-- Available data follows --

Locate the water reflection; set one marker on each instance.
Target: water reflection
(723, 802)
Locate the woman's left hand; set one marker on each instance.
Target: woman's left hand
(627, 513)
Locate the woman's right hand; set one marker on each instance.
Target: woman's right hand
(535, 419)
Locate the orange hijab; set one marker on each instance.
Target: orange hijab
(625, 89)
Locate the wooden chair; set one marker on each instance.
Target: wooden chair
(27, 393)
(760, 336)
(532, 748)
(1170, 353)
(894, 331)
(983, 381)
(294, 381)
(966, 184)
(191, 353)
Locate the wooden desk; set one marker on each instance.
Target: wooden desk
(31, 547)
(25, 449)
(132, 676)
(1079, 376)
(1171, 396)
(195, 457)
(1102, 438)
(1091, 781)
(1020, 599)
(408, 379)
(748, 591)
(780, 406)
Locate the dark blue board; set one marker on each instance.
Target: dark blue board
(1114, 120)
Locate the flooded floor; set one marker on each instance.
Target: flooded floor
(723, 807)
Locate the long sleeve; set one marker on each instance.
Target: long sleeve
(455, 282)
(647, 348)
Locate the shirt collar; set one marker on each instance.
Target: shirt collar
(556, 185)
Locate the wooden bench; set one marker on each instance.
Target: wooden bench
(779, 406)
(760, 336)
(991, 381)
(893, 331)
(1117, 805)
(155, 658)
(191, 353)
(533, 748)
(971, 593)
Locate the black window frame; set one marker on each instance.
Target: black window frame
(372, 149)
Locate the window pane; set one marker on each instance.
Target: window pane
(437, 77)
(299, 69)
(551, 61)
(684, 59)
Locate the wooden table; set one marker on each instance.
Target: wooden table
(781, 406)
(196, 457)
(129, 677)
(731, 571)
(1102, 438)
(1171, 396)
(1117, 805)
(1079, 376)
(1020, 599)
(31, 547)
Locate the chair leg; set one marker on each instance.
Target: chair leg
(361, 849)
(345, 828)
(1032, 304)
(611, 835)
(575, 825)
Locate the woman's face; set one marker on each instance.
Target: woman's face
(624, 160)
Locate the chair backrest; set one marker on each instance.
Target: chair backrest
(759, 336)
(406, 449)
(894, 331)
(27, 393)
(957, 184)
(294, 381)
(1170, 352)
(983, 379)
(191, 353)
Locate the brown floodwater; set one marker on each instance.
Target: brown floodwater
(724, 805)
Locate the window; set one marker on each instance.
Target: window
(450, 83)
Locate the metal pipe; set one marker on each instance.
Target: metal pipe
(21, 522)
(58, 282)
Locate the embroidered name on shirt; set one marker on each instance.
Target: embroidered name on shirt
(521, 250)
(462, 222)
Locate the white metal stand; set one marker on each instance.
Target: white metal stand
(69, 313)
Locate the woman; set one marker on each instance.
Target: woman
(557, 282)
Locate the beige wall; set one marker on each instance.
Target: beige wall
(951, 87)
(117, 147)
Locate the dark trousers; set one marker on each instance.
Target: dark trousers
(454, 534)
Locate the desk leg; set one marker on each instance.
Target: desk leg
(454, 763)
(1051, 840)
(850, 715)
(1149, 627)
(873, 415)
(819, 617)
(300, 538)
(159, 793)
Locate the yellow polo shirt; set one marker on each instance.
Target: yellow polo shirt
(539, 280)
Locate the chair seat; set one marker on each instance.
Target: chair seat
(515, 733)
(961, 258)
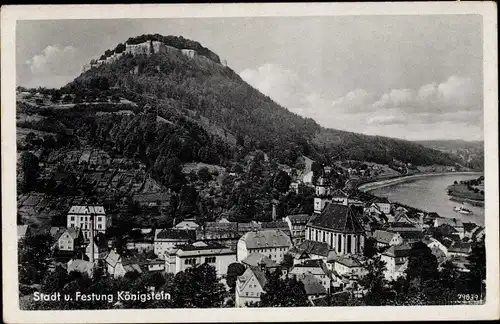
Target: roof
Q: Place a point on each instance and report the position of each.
(113, 258)
(469, 227)
(340, 218)
(101, 242)
(460, 247)
(412, 235)
(249, 273)
(312, 247)
(276, 224)
(402, 226)
(55, 230)
(72, 231)
(383, 200)
(87, 210)
(455, 222)
(256, 259)
(80, 266)
(348, 261)
(383, 236)
(339, 193)
(266, 238)
(187, 223)
(398, 251)
(299, 219)
(175, 234)
(21, 230)
(446, 229)
(312, 285)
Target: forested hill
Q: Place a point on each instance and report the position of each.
(214, 96)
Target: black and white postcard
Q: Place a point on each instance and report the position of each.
(250, 162)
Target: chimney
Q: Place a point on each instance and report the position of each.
(92, 237)
(275, 203)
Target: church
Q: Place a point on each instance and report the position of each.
(336, 224)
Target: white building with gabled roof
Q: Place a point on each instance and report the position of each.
(273, 243)
(80, 216)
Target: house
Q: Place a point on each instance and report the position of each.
(408, 232)
(385, 238)
(187, 224)
(478, 234)
(273, 243)
(294, 186)
(312, 285)
(68, 239)
(297, 226)
(460, 262)
(459, 249)
(469, 229)
(249, 287)
(346, 267)
(307, 177)
(166, 239)
(316, 268)
(382, 203)
(188, 53)
(257, 260)
(339, 226)
(80, 266)
(100, 248)
(117, 266)
(396, 260)
(23, 231)
(83, 217)
(191, 255)
(277, 224)
(434, 244)
(457, 224)
(311, 250)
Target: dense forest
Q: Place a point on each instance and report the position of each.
(179, 84)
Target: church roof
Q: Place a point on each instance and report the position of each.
(339, 218)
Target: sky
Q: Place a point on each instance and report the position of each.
(410, 77)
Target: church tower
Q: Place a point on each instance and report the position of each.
(322, 194)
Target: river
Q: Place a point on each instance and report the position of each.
(429, 194)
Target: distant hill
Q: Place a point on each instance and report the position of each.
(208, 93)
(471, 153)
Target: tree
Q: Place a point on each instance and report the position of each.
(477, 267)
(287, 261)
(287, 292)
(204, 174)
(282, 181)
(233, 271)
(422, 264)
(374, 281)
(31, 169)
(370, 248)
(197, 287)
(33, 257)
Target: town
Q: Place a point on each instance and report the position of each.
(160, 172)
(330, 251)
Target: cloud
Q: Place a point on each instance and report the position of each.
(447, 109)
(282, 85)
(355, 100)
(387, 120)
(55, 60)
(453, 94)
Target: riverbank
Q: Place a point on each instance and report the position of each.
(468, 201)
(369, 186)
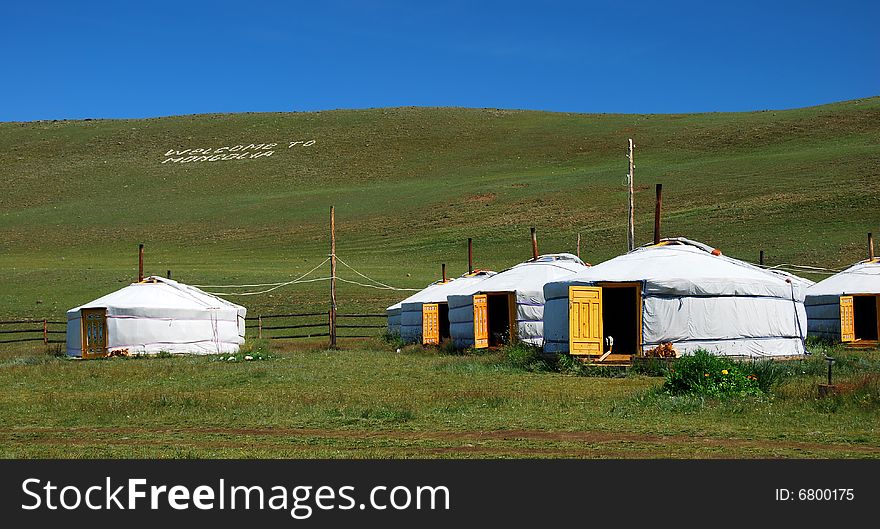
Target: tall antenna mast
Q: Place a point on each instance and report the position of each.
(630, 233)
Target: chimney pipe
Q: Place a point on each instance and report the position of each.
(657, 207)
(534, 244)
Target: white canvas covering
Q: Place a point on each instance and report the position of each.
(162, 315)
(823, 298)
(411, 308)
(526, 280)
(695, 300)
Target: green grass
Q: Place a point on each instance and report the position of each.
(369, 401)
(410, 185)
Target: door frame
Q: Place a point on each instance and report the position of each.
(86, 351)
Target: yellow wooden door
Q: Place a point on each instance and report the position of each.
(877, 299)
(430, 324)
(481, 321)
(94, 332)
(847, 325)
(585, 320)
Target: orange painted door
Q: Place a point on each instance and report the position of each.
(585, 320)
(94, 332)
(430, 324)
(847, 322)
(481, 321)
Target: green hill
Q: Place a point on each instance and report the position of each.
(410, 185)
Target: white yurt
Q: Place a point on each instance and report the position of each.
(435, 317)
(846, 306)
(508, 306)
(393, 312)
(680, 292)
(152, 316)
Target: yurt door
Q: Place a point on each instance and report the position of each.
(94, 332)
(430, 324)
(585, 320)
(481, 321)
(847, 321)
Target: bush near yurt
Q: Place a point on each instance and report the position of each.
(711, 376)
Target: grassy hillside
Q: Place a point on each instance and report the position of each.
(410, 185)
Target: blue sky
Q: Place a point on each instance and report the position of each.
(68, 60)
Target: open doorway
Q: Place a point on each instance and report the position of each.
(605, 320)
(621, 318)
(443, 321)
(865, 323)
(501, 318)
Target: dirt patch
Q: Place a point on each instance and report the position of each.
(485, 198)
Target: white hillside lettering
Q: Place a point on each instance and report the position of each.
(250, 151)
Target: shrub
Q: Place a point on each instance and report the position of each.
(712, 376)
(521, 355)
(393, 339)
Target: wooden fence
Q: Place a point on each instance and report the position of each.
(14, 331)
(314, 325)
(269, 326)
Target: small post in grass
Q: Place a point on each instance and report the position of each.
(828, 389)
(657, 207)
(534, 244)
(140, 262)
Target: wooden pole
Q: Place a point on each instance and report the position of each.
(140, 263)
(657, 207)
(630, 233)
(534, 244)
(332, 319)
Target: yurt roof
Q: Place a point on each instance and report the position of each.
(534, 273)
(438, 290)
(159, 293)
(861, 278)
(682, 266)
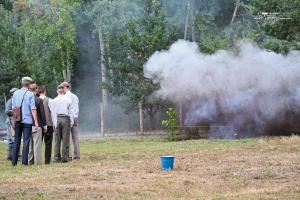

-- Available data concluded --

Lines in the records above that carry the word "yurt" are to be located and copied.

- Worked solution
Target: white yurt
Target: yurt door
Target: bush near yurt
Target: yurt roof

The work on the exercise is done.